§ What you should do
Only the records, repeated exactly, should make up the response.

═══ Task inputs

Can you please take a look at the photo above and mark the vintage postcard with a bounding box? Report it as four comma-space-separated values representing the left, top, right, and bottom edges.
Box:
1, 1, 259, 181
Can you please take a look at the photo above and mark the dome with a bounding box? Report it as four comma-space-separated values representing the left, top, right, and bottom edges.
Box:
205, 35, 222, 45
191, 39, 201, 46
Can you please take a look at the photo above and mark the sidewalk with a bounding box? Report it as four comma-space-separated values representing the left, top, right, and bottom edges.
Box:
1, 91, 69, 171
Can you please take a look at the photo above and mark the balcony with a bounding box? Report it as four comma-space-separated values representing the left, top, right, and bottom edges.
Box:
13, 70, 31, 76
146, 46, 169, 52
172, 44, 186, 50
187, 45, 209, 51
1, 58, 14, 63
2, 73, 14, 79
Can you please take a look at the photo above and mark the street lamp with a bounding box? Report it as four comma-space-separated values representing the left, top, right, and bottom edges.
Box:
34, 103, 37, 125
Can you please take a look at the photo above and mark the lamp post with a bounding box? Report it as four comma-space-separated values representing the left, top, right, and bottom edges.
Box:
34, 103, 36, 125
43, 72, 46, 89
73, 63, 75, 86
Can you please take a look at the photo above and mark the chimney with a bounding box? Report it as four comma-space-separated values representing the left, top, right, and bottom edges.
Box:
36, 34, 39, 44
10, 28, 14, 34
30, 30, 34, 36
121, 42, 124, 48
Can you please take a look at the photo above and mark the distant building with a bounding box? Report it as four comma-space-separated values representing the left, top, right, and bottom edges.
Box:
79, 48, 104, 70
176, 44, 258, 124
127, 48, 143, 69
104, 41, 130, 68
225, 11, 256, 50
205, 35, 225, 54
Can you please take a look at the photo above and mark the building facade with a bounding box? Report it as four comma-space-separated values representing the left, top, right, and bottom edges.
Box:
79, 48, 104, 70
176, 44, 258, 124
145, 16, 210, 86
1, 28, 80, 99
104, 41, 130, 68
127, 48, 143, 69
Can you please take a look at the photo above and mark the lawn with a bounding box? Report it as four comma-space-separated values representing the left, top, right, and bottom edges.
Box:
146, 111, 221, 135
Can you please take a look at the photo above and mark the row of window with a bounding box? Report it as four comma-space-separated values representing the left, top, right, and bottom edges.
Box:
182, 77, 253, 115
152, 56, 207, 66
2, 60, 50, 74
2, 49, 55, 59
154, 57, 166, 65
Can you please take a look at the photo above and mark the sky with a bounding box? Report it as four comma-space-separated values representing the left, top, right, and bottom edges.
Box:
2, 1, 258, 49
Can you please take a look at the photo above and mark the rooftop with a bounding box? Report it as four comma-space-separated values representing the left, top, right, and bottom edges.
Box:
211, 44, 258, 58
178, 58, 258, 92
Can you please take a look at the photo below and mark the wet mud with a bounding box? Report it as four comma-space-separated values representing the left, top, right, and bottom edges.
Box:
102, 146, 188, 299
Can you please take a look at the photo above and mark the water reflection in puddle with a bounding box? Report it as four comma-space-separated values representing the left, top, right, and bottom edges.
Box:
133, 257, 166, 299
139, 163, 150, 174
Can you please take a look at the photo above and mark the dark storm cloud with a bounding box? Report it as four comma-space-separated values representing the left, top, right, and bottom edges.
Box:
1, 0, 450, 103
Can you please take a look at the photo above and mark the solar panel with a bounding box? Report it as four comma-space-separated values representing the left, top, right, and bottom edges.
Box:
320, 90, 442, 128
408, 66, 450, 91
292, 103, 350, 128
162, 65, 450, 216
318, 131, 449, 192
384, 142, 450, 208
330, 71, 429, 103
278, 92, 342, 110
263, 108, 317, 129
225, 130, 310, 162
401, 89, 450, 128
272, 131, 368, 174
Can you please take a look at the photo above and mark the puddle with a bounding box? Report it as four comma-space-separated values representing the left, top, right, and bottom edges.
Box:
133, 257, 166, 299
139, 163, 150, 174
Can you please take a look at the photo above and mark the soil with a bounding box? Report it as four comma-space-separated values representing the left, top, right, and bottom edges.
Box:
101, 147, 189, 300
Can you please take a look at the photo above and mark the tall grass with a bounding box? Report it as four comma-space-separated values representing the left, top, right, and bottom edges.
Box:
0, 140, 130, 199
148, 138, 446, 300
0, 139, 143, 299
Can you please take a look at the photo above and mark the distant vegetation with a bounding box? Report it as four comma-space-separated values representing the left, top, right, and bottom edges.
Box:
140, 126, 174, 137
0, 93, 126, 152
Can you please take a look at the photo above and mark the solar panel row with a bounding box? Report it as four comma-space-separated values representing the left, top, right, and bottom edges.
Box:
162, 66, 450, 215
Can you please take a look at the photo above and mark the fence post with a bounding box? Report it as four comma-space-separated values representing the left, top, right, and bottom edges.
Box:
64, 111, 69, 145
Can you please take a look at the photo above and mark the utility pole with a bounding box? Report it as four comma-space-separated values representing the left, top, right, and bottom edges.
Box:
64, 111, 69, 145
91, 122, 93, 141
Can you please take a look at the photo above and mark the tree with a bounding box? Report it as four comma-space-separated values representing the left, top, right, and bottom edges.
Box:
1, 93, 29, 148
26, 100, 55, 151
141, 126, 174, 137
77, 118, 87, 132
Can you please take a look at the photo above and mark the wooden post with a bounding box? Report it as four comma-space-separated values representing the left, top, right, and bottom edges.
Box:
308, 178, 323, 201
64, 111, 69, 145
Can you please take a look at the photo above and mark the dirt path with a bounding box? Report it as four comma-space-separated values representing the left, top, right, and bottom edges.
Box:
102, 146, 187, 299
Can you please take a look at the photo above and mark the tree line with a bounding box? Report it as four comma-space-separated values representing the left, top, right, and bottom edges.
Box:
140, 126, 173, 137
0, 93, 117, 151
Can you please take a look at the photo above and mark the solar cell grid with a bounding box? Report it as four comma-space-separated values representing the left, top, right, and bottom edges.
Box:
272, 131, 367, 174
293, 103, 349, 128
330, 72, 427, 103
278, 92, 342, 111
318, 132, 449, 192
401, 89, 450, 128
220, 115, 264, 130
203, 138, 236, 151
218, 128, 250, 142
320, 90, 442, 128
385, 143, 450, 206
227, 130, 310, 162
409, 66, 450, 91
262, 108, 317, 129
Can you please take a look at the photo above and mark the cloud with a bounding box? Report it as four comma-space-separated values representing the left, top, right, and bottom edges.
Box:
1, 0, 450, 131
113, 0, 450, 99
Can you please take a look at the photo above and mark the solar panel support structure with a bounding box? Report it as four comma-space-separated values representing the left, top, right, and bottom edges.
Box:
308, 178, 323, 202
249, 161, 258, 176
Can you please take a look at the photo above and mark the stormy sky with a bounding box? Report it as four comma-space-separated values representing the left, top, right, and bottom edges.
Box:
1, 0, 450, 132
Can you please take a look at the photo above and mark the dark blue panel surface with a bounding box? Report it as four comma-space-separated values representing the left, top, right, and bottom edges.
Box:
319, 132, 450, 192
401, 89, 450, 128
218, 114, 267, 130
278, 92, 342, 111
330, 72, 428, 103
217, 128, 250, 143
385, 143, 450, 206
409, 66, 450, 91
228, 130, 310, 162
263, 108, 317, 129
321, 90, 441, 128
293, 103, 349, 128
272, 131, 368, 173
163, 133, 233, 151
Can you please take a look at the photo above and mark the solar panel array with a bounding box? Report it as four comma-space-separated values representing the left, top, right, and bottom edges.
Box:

══════

§ Solution for this task
Can you please take a look at the photo above and mark the vintage postcard with a bounding box? Report it as four comma-space-separated values representing the left, top, right, and bottom edges.
Box:
1, 1, 259, 181
Can you please take a look at the photo above and mark the dome with a bounding box? Report it as four comma-space-separated values representing the left, top, right, and bottom edges.
Box:
205, 35, 222, 45
191, 39, 201, 46
Can you please take a look at the photo above and mark the sidewalk with a bounding box? Report it as four comma-space-separated values representing the left, top, right, and bottom edges.
Box:
1, 91, 69, 171
Can you please take a look at the photo above and mark the balcony with a bounding box? Report it as four comma-space-separated values representing the left, top, right, and bottom edges.
Box:
13, 70, 31, 76
146, 46, 169, 52
172, 44, 186, 50
187, 45, 209, 51
1, 58, 14, 63
2, 73, 14, 79
Can you please take a look at the photo above and mark the street lamp with a bounding box? Report it as four comma-space-separated values representing the left, top, right, and bottom edges.
Box:
34, 103, 37, 125
Can you please take a look at the photo above and mark the lamp post with a bounding box? Report it as four comma-space-separated values representing the left, top, right, and bottom edges.
Box:
34, 103, 36, 125
43, 72, 46, 89
73, 63, 75, 86
Can you please take a look at the photo above and mark the chimney with a bounding box? Report it as four comma-space-separated values representing the left, top, right, and bottom edges.
Box:
36, 34, 39, 44
10, 28, 14, 34
30, 30, 34, 36
121, 42, 124, 48
Can you please take a look at the photo above and mark the distant building with a bounding box? Report it as four comma-space-separated values representing the left, top, right, and bottom edges.
Box:
79, 48, 104, 70
176, 44, 258, 124
127, 48, 143, 69
104, 41, 130, 68
225, 11, 256, 50
205, 35, 225, 54
Can you please take a look at the photo above and mark the building facade with a bounding box? Report it as four comma-space-separated values representing the left, top, right, and bottom edges.
Box:
79, 48, 104, 70
176, 44, 258, 124
145, 16, 210, 86
1, 28, 80, 99
104, 41, 130, 68
127, 48, 143, 69
Can you please take a look at the photo above and mark the lawn with a bounding box? Report it as four comma-space-separated values representing the left, top, right, and bottom edges.
Box:
146, 111, 221, 135
Can you please take a look at the photo above and mark the row of window with a bounding box? Report it as four comma-space-separated values representing the left, top, right, and bottom edges.
Box:
182, 77, 253, 115
152, 56, 207, 66
2, 60, 50, 74
2, 49, 55, 59
154, 57, 166, 65
Can you please take a look at the photo above and mark the sky with a bounding box? Report it as four comma-space-separated values representing the left, top, right, and bottom edges.
Box:
2, 1, 258, 49
Can you please take a look at the photo above and mark the rooftop with a bounding box? Report it as four comma-space-separated values representing the left, top, right, and bottom edges.
Box:
211, 44, 258, 58
178, 58, 258, 92
Can you please take a look at the photo below and mark the wet mud with a bounding box? Report it as four comma-space-separated values representing the left, top, right, and bottom edges.
Box:
102, 146, 188, 299
Can you please take a look at the photo above and mark the water reflection in puddle with a bounding box? Report it as four comma-space-separated values representing the left, top, right, and bottom edges.
Box:
133, 257, 166, 299
139, 163, 150, 174
Can you please take a look at the photo above and mark the dark storm cloud with a bounding box? Report it as four comma-space-separated values representing the left, top, right, and bottom edges.
Box:
1, 0, 450, 103
Can you please take a look at the photo above and mark the solar panel with a bounding box? Report it as four comma-space-separated values representing the left, top, right, and bottom edges.
Box:
320, 90, 442, 128
408, 66, 450, 91
292, 103, 350, 128
162, 65, 450, 216
318, 131, 449, 192
384, 142, 450, 208
330, 71, 429, 103
278, 92, 342, 110
263, 108, 317, 129
225, 130, 310, 162
401, 89, 450, 128
272, 131, 368, 174
Can you please take a look at the photo above and mark the puddle with a bounding box? Report it as four comma-space-separated values representing the left, top, right, and bottom edges.
Box:
133, 257, 166, 299
139, 163, 150, 174
Can you please take a look at the photo above and mark the soil with a bounding box? Report it as four comma-space-separated values representing the left, top, right, and bottom edges.
Box:
101, 147, 189, 300
Can you please take a look at the photo above and mark the tall grass with a bounding box? Report it as four comma-space-separated values representing the left, top, right, and bottom edges.
Box:
0, 140, 130, 199
148, 138, 446, 300
0, 139, 143, 299
Can you please take a look at the photo above and mark the distant vegetation with a bounding box? Report it as four comma-space-separated values representing the left, top, right, and bottom edges.
Box:
140, 126, 174, 137
0, 93, 126, 152
Can you please take a look at the photo above and mark the solar panel row with a bounding box? Report it as four comma-space-separated values representing the left, top, right, and bottom edges.
Box:
162, 66, 450, 215
Can you please take a look at the photo above and mark the fence post with a bounding box? Report it as four comma-space-separated values representing the left, top, right, and bottom edges.
Box:
64, 111, 69, 145
Can you please take a look at the photo above and mark the utility pole with a bounding box? Report it as four comma-space-separated values representing the left, top, right, and bottom edges.
Box:
64, 111, 69, 145
91, 122, 93, 141
Can you please take a look at the photo above and mark the tree with a bounding box? Report it as four comma-space-separated values representing the left, top, right, and bottom edges.
Box:
1, 93, 29, 148
26, 100, 55, 151
141, 126, 174, 137
77, 118, 87, 132
Can you please take a look at the photo above and mark the wooden post with a bounding box? Report it as four comma-space-separated values representing the left, top, right, and bottom edges.
Box:
308, 178, 323, 201
64, 111, 69, 145
Can you please take a look at the photo above and mark the dirt path with a bounding box? Report it as four comma-space-separated values representing the left, top, right, and bottom edges.
Box:
102, 146, 187, 299
Can you please take a look at the photo above and mark the tree line with a bounding box? Report it as four comma-space-separated values representing the left, top, right, and bottom edges.
Box:
140, 126, 173, 137
0, 93, 117, 151
Can you please take a look at the photo above and mark the solar cell grid with a bounding box? Report it as four comma-space-separated values representing the left, top, right, and bottom edges.
Box:
272, 131, 367, 174
293, 103, 349, 128
330, 72, 427, 103
278, 92, 342, 111
318, 132, 449, 192
401, 89, 450, 128
220, 115, 264, 130
203, 138, 236, 151
218, 128, 250, 142
320, 90, 442, 128
385, 143, 450, 206
227, 130, 310, 162
409, 66, 450, 91
262, 108, 317, 129
Can you please take a look at the photo above and mark the cloud with a bounding box? Report it as four comma-space-separated values representing the left, top, right, and bottom edges.
Box:
1, 0, 450, 131
113, 0, 450, 99
Can you please take a look at the photo above and mark the solar panel support structure with a bounding box? Report it as four comma-space-separated values representing the left, top, right, and bottom edges.
Box:
308, 178, 323, 202
249, 161, 258, 176
Can you please take a look at the photo above and mark the stormy sky with a bounding box? Report it as four comma-space-separated values representing the left, top, right, and bottom edges.
Box:
1, 0, 450, 132
Can you please take a look at the photo above and mark the dark blue panel surface with a bounding box? Report it as four comma-space-separated values representing the left, top, right, and bottom edges.
Box:
319, 132, 450, 192
401, 89, 450, 128
218, 114, 267, 130
278, 92, 342, 111
330, 72, 428, 103
217, 128, 250, 143
385, 143, 450, 206
409, 66, 450, 91
228, 130, 310, 162
263, 108, 317, 129
321, 90, 441, 128
293, 103, 349, 128
272, 131, 368, 173
163, 133, 233, 151
Can you please take a look at the photo above and mark the solar panel array with a bounding box? Report it as four comma-space-separated values representing the left, top, right, and bottom edges.
Box:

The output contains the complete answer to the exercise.